((

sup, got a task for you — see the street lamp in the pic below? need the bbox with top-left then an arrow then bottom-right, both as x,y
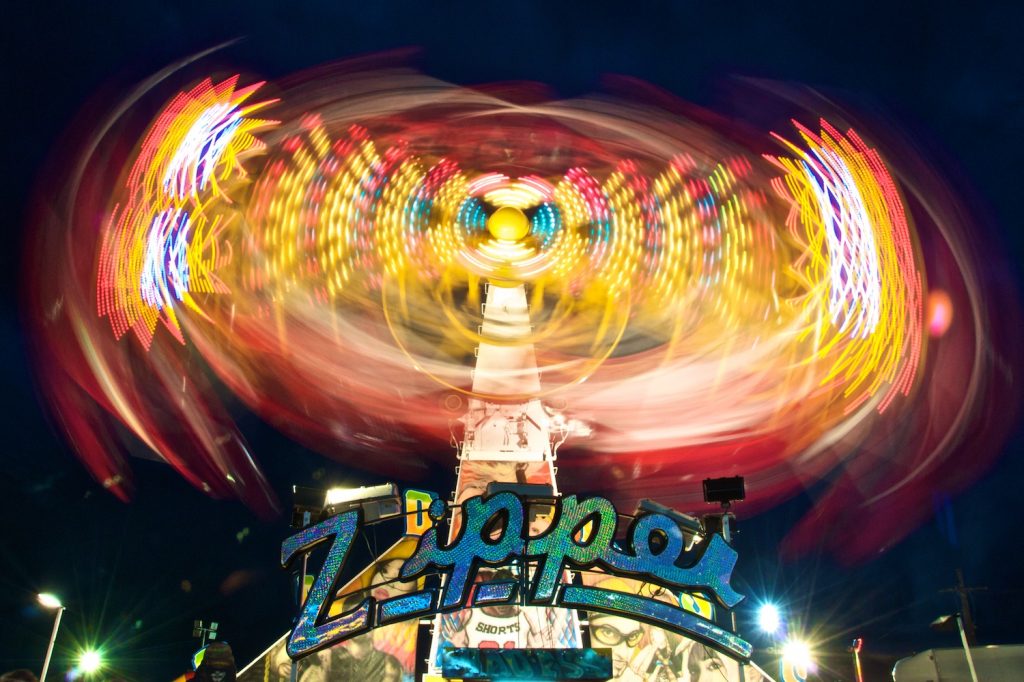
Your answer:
849,638 -> 864,682
36,593 -> 66,682
930,613 -> 980,682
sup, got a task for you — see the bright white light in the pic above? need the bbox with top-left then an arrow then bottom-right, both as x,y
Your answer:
758,603 -> 782,633
324,483 -> 396,508
79,650 -> 102,673
782,638 -> 813,669
37,593 -> 62,609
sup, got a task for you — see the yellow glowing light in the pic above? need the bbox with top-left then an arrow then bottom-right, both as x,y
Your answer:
486,206 -> 530,241
782,638 -> 813,669
79,649 -> 103,673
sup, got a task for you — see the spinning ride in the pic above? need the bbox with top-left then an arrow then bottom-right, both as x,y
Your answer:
24,58 -> 1011,681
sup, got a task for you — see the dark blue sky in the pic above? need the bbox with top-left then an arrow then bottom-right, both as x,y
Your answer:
2,2 -> 1023,680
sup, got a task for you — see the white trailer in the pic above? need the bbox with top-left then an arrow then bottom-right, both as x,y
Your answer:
893,644 -> 1024,681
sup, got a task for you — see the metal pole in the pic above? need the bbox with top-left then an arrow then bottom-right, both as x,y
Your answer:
850,638 -> 864,682
728,610 -> 745,682
721,509 -> 744,682
956,614 -> 980,682
40,606 -> 65,682
288,516 -> 307,679
955,569 -> 979,646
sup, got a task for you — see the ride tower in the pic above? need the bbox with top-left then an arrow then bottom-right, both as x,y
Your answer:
424,205 -> 584,676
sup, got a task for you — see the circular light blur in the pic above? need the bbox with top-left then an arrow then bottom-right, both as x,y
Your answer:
79,650 -> 102,673
757,602 -> 782,633
927,289 -> 954,337
486,206 -> 531,241
782,638 -> 813,669
36,593 -> 62,609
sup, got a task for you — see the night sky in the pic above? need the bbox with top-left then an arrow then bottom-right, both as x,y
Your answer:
3,2 -> 1024,680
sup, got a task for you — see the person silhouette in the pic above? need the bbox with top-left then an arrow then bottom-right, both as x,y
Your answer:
0,671 -> 38,682
194,642 -> 236,682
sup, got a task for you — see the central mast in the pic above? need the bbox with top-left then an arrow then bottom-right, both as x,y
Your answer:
424,207 -> 582,676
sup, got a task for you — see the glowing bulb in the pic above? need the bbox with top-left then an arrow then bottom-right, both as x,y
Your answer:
486,206 -> 530,241
927,289 -> 953,337
757,603 -> 782,633
37,593 -> 62,609
79,649 -> 103,673
782,638 -> 813,669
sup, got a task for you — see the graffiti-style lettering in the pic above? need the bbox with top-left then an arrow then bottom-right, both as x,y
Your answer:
282,490 -> 750,660
280,511 -> 371,657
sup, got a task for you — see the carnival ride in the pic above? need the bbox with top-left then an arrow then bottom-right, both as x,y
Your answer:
24,57 -> 1010,680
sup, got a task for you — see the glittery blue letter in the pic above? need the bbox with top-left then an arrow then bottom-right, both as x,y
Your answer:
281,511 -> 371,657
400,492 -> 525,609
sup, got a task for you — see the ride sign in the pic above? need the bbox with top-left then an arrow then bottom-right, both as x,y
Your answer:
280,491 -> 750,662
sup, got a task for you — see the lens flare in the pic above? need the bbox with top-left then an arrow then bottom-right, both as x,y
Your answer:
79,649 -> 103,674
927,289 -> 954,337
757,603 -> 782,634
782,639 -> 812,668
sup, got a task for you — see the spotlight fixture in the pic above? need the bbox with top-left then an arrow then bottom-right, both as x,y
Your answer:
702,476 -> 746,505
757,603 -> 782,634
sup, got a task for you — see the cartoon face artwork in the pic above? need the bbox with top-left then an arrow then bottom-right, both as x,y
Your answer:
589,613 -> 651,681
329,636 -> 404,682
241,633 -> 404,682
686,644 -> 728,681
580,571 -> 751,682
677,641 -> 767,682
323,541 -> 421,679
266,637 -> 328,682
451,461 -> 553,534
591,614 -> 645,675
369,558 -> 418,601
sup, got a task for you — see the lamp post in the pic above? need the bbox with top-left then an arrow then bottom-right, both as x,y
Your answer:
930,613 -> 979,682
701,477 -> 746,682
37,593 -> 65,682
849,638 -> 864,682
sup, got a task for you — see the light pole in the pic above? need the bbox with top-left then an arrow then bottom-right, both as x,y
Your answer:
37,593 -> 65,682
954,614 -> 980,682
850,638 -> 864,682
930,613 -> 980,682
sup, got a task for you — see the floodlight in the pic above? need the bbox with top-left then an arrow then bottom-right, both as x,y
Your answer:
324,483 -> 399,508
702,476 -> 746,505
485,482 -> 556,500
782,638 -> 813,669
637,499 -> 703,536
757,603 -> 782,634
323,483 -> 401,522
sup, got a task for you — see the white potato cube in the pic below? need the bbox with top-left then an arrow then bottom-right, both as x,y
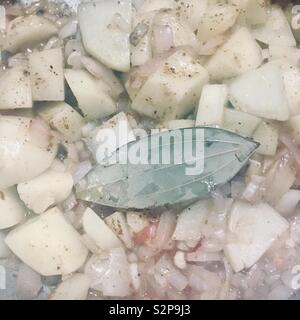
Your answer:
0,66 -> 32,109
17,165 -> 73,214
85,112 -> 135,163
228,63 -> 290,121
289,115 -> 300,145
245,0 -> 268,25
82,208 -> 123,251
225,201 -> 289,272
206,27 -> 263,81
281,62 -> 300,116
223,108 -> 261,137
29,48 -> 65,101
174,0 -> 208,30
0,116 -> 58,190
78,0 -> 131,72
50,273 -> 90,300
0,187 -> 26,230
172,199 -> 213,242
252,5 -> 296,47
105,212 -> 133,249
197,4 -> 239,42
268,45 -> 300,66
165,119 -> 195,130
196,84 -> 227,126
132,50 -> 209,120
0,232 -> 10,258
5,207 -> 88,276
1,15 -> 58,53
0,6 -> 6,31
38,102 -> 85,142
252,122 -> 278,156
65,69 -> 116,120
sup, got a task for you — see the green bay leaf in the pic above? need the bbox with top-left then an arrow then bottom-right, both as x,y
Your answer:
76,127 -> 259,209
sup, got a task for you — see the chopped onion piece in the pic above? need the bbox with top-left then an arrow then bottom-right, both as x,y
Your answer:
58,19 -> 78,39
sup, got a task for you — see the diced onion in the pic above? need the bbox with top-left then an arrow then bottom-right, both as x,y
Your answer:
58,19 -> 78,39
152,24 -> 174,54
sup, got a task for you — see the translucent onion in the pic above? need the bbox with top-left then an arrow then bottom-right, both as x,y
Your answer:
152,24 -> 174,54
58,18 -> 78,39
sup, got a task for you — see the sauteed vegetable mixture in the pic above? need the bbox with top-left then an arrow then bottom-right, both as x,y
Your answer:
0,0 -> 300,300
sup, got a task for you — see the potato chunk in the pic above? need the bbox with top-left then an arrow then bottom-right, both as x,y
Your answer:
29,48 -> 65,101
5,207 -> 88,276
0,66 -> 32,109
225,201 -> 288,272
0,187 -> 26,230
131,50 -> 209,120
206,27 -> 263,81
78,0 -> 131,72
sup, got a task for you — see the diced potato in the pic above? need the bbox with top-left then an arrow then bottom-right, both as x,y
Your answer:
165,119 -> 195,129
197,4 -> 239,42
228,63 -> 290,121
50,273 -> 90,300
85,112 -> 135,163
0,6 -> 5,31
105,212 -> 133,249
288,115 -> 300,145
5,207 -> 88,276
244,0 -> 268,25
29,48 -> 65,101
82,208 -> 123,251
0,116 -> 58,190
206,27 -> 263,81
17,164 -> 74,214
227,0 -> 248,25
132,50 -> 209,120
172,199 -> 213,242
0,66 -> 32,109
0,187 -> 26,230
174,0 -> 208,30
252,122 -> 278,156
280,62 -> 300,116
0,232 -> 10,258
64,69 -> 116,120
38,102 -> 84,142
78,0 -> 131,72
252,5 -> 296,47
195,84 -> 227,126
224,201 -> 289,272
1,15 -> 58,53
223,108 -> 261,137
268,45 -> 300,66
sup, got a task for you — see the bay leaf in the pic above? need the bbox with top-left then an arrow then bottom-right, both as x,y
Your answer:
76,127 -> 259,209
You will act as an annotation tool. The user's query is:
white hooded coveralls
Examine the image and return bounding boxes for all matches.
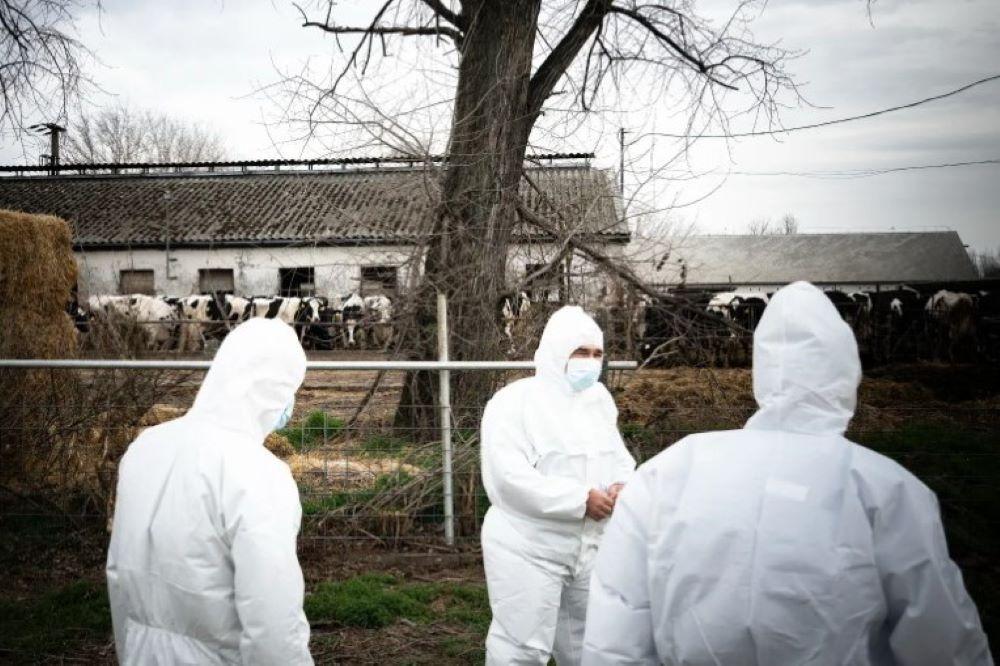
[582,281,992,665]
[481,305,636,665]
[106,318,313,665]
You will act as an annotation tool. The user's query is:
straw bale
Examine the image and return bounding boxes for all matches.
[288,452,422,489]
[265,432,295,458]
[0,209,77,311]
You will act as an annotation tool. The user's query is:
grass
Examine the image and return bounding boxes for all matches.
[358,433,409,458]
[0,580,111,655]
[279,411,345,451]
[854,420,1000,642]
[301,472,413,516]
[305,573,489,661]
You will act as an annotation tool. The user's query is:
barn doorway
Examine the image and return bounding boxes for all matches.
[360,265,398,296]
[279,267,316,297]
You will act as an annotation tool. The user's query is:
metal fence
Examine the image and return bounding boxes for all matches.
[0,356,638,548]
[1,356,998,639]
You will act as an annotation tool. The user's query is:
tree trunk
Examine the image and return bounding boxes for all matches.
[395,0,542,437]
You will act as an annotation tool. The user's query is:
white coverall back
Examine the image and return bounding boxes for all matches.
[481,305,636,665]
[582,281,992,665]
[106,318,313,665]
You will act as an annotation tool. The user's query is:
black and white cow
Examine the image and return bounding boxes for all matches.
[88,294,178,350]
[500,291,532,354]
[706,291,769,330]
[66,298,91,333]
[340,293,367,348]
[925,289,978,360]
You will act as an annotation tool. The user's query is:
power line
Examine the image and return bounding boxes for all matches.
[642,73,1000,140]
[723,158,1000,179]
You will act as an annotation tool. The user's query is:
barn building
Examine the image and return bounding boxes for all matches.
[636,231,979,292]
[0,155,629,301]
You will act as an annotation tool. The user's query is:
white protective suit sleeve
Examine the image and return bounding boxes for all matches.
[582,470,658,665]
[481,393,590,522]
[871,472,993,665]
[226,458,312,665]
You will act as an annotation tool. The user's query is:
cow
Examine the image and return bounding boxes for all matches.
[706,291,768,330]
[224,294,251,323]
[925,289,977,361]
[500,291,531,354]
[340,293,366,348]
[363,295,394,349]
[66,298,91,333]
[175,295,226,352]
[86,294,177,350]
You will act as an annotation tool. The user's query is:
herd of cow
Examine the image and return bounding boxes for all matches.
[69,293,395,351]
[65,282,998,364]
[637,284,1000,365]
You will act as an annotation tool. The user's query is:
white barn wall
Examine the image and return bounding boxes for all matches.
[75,245,421,299]
[75,241,628,300]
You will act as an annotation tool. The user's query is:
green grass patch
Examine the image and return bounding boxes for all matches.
[305,573,489,632]
[0,580,111,654]
[359,433,409,458]
[278,411,345,451]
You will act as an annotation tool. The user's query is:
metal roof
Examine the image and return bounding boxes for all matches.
[644,232,978,285]
[0,164,627,249]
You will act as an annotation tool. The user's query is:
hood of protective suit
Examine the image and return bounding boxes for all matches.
[745,281,861,436]
[190,318,306,441]
[533,306,604,394]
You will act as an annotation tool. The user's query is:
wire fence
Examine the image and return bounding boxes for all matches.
[1,356,998,639]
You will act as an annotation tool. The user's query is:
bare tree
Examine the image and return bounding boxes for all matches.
[747,217,773,236]
[748,213,798,235]
[780,213,799,235]
[287,0,800,432]
[63,103,227,163]
[0,0,93,139]
[970,247,1000,279]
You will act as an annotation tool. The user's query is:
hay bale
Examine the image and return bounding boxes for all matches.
[0,210,79,488]
[288,452,422,489]
[140,404,187,427]
[0,209,77,312]
[265,432,295,458]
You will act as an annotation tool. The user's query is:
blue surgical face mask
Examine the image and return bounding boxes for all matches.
[274,399,294,431]
[566,357,602,392]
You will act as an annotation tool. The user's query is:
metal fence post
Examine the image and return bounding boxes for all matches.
[437,292,455,546]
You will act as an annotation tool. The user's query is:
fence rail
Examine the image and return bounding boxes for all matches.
[1,357,638,546]
[0,359,638,370]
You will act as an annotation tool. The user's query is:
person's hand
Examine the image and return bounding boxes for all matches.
[586,488,615,521]
[607,483,625,502]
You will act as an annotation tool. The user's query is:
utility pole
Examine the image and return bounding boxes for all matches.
[618,127,629,216]
[29,123,67,175]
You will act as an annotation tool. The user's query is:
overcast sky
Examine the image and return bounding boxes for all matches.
[2,0,997,250]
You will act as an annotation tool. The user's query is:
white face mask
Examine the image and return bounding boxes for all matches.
[565,357,602,392]
[274,399,294,431]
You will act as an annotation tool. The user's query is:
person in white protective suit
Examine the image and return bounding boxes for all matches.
[481,305,637,665]
[582,281,993,666]
[106,318,313,665]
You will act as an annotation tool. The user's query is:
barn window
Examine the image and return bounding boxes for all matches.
[279,267,316,297]
[199,268,235,295]
[524,262,564,300]
[360,265,398,295]
[119,269,155,295]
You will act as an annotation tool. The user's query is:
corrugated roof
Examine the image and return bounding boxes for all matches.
[642,232,978,285]
[0,165,627,248]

))

**WHAT THE TASK ASKS:** In the entries above, some lines hold the string "lamp". Copy each of them.

**RESULT OF THIS TASK:**
sup, got a task for you — see the street lamp in the pic below? need the bbox with top-left then an arrow then bottom-right, both as x,y
sup, got a task for you — see the lamp post in the pic above? need the bbox with top-left then an arrow then bottom-right, both as x,y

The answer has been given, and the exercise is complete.